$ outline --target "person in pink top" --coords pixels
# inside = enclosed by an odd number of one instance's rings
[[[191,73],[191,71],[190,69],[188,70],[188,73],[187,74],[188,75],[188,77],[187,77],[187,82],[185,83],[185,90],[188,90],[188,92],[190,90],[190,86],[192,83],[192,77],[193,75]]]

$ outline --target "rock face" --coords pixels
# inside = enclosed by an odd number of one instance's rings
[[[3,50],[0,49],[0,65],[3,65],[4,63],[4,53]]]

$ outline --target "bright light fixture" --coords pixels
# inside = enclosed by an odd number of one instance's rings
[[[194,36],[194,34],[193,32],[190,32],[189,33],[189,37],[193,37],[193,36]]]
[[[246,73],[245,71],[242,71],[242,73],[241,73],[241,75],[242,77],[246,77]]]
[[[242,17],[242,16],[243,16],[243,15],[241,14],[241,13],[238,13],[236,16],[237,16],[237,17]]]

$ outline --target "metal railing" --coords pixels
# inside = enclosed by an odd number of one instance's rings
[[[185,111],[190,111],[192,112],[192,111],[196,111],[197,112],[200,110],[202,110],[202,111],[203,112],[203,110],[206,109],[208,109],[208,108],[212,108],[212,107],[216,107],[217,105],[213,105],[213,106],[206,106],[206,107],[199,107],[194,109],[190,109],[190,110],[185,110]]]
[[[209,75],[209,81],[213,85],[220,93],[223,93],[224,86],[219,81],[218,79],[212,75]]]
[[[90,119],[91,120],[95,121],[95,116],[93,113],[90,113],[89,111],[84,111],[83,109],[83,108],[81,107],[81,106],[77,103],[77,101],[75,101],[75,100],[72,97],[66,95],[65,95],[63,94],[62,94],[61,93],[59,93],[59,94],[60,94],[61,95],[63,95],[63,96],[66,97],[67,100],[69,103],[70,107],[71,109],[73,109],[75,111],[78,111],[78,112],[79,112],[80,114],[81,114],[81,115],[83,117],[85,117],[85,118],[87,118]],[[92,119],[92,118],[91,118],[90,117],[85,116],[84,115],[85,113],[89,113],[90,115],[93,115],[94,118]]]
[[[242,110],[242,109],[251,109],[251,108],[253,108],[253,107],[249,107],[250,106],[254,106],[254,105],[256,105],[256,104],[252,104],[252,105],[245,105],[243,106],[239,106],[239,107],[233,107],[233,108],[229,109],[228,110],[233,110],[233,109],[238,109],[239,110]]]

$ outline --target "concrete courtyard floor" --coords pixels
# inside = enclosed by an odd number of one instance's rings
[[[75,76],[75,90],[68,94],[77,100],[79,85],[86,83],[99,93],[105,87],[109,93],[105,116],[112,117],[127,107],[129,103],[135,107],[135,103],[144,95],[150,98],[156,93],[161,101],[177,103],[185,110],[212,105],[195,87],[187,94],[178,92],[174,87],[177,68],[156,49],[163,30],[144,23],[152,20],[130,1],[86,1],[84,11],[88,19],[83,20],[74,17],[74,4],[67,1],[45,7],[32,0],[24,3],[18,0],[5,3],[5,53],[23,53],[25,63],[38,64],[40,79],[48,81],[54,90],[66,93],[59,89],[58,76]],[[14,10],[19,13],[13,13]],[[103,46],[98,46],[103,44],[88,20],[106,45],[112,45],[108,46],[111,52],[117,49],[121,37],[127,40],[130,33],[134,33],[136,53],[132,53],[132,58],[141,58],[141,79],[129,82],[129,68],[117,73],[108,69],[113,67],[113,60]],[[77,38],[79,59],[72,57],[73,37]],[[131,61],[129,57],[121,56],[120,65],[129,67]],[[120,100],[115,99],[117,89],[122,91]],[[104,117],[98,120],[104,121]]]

* Goal: Please quote every record above exactly as it appears.

* Exercise response:
$ outline --target "person in pink top" --coords pixels
# inside = enclosed by an odd number of one instance's rings
[[[191,73],[191,71],[190,69],[188,70],[188,73],[187,74],[188,75],[188,77],[187,77],[187,82],[185,83],[185,90],[188,90],[188,92],[190,90],[190,86],[192,83],[192,77],[193,75]]]

$ outline --target "rock face" --coords pixels
# inside = enclosed by an odd number of one instance's rings
[[[3,50],[0,49],[0,65],[3,65],[4,63],[4,53]]]

$ outline --target "bright light fixture" --coords pixels
# inside = enclosed by an odd number of one instance's rings
[[[194,36],[194,34],[193,32],[190,32],[189,33],[189,37],[193,37],[193,36]]]
[[[246,73],[245,71],[242,71],[242,73],[241,73],[241,75],[242,77],[246,77]]]
[[[242,17],[242,16],[243,16],[243,15],[241,14],[241,13],[238,13],[236,16],[237,16],[237,17]]]

$ outline --target "metal railing" --coords pixels
# inside = enclosed by an odd number of one instance's rings
[[[185,111],[190,111],[192,112],[192,111],[196,111],[197,112],[200,110],[202,110],[202,111],[203,112],[203,110],[206,109],[208,109],[208,108],[212,108],[212,107],[216,107],[217,105],[213,105],[213,106],[206,106],[206,107],[199,107],[194,109],[190,109],[190,110],[185,110]]]
[[[209,75],[209,81],[213,85],[220,93],[223,93],[224,86],[219,81],[218,79],[212,75]]]
[[[90,119],[91,120],[95,121],[95,116],[93,113],[90,113],[89,111],[84,111],[83,109],[83,108],[81,107],[81,106],[77,103],[77,101],[75,101],[75,100],[72,97],[66,95],[65,95],[63,94],[62,94],[61,93],[59,93],[59,94],[60,94],[61,95],[63,95],[63,96],[66,97],[67,100],[69,103],[70,107],[71,109],[73,109],[75,111],[78,111],[78,112],[79,112],[80,114],[81,114],[81,115],[83,117],[85,117],[85,118],[87,118]],[[92,119],[92,118],[91,118],[90,117],[85,116],[84,115],[85,113],[89,113],[90,115],[93,115],[94,118]]]
[[[242,110],[242,109],[251,109],[251,108],[253,108],[253,107],[249,107],[250,106],[254,106],[254,105],[256,105],[256,104],[252,104],[252,105],[245,105],[243,106],[239,106],[239,107],[233,107],[233,108],[229,109],[228,110],[233,110],[233,109],[238,109],[239,110]]]

$ outline --target "concrete courtyard floor" --coords pixels
# inside = enclosed by an odd number of one instance's rings
[[[75,76],[75,90],[68,94],[77,100],[79,85],[86,83],[99,93],[105,87],[109,93],[105,116],[112,117],[127,107],[129,103],[135,107],[135,103],[144,95],[150,98],[156,93],[161,101],[177,103],[185,110],[212,105],[195,87],[187,94],[178,92],[174,87],[177,68],[156,49],[163,30],[144,23],[152,20],[130,1],[86,1],[84,11],[88,19],[83,20],[74,17],[74,4],[67,1],[45,7],[32,0],[24,3],[18,0],[5,3],[5,53],[23,53],[25,63],[38,64],[40,79],[48,81],[54,90],[66,93],[59,89],[58,76]],[[14,10],[19,13],[13,13]],[[103,46],[98,46],[103,44],[88,20],[106,45],[112,45],[108,46],[111,52],[117,49],[121,37],[127,40],[130,33],[134,33],[136,53],[132,53],[132,58],[141,58],[141,79],[129,82],[129,68],[117,73],[108,69],[113,67],[113,60]],[[77,38],[79,59],[72,57],[73,37]],[[131,61],[129,57],[121,56],[120,65],[129,67]],[[120,100],[115,99],[117,89],[122,91]],[[104,117],[98,120],[104,121]]]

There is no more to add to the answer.